> [SUPPLIED INFORMATION]:
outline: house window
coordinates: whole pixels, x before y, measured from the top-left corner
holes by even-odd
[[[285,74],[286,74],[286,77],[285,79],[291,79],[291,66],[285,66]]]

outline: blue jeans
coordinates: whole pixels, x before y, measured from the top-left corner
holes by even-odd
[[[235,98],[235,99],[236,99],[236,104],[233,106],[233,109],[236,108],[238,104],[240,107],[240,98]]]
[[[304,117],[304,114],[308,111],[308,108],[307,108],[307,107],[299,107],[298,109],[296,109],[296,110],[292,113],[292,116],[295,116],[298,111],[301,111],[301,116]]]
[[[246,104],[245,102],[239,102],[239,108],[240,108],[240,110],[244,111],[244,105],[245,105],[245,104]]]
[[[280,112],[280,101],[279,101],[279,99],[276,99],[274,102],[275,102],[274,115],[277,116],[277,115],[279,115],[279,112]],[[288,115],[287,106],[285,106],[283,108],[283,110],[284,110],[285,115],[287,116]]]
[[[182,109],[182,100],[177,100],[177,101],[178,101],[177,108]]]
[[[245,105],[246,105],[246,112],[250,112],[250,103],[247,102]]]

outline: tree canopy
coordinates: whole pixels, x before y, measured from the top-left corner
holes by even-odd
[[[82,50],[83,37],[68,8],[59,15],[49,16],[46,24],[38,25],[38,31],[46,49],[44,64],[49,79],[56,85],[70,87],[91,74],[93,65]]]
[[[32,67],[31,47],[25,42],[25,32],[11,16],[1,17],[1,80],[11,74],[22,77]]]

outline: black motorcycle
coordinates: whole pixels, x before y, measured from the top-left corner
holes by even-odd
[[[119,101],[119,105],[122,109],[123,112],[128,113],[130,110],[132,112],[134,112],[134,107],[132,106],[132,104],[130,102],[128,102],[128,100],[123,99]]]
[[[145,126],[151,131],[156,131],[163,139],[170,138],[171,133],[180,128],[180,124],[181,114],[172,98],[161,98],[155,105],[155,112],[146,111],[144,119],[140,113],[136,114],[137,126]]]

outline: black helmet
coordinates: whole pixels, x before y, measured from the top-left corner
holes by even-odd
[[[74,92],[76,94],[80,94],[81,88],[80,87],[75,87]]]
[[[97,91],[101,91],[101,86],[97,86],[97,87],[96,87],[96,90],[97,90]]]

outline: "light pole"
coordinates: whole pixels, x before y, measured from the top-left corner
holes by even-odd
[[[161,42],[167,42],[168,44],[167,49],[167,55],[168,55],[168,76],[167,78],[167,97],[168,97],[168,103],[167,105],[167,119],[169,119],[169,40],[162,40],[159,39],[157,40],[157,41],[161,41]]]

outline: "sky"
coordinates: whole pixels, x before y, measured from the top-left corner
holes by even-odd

> [TASK BRIEF]: Starting at the line that contains "outline: black motorcycle", output each remaining line of the listing, the last line included, exactly as it appears.

> [WRITTEN ANSWER]:
outline: black motorcycle
coordinates: whole pixels, x before y, measured from the top-left corner
holes by even-odd
[[[119,101],[119,105],[122,109],[123,112],[128,113],[130,110],[132,112],[134,112],[134,107],[132,106],[132,104],[130,102],[128,102],[128,100],[123,99]]]
[[[145,126],[151,131],[156,131],[163,139],[170,138],[171,133],[180,128],[180,124],[181,114],[172,98],[161,98],[155,105],[155,112],[146,111],[144,119],[140,113],[136,114],[137,126]]]

outline: black helmet
coordinates: whole pixels, x before y, measured from the top-left corner
holes by even-odd
[[[74,92],[76,94],[80,94],[81,88],[80,87],[75,87]]]
[[[97,91],[101,91],[101,86],[97,86],[97,87],[96,87],[96,90],[97,90]]]

outline: "light pole"
coordinates: whole pixels, x before y, measured from the top-left corner
holes by even-odd
[[[161,42],[167,42],[168,44],[167,49],[167,55],[168,55],[168,76],[167,78],[167,97],[168,97],[168,103],[167,105],[167,119],[169,119],[169,40],[162,40],[159,39],[157,40],[157,41],[161,41]]]

outline: "sky"
coordinates: whole pixels, x before y, measured from the top-left corner
holes by even-odd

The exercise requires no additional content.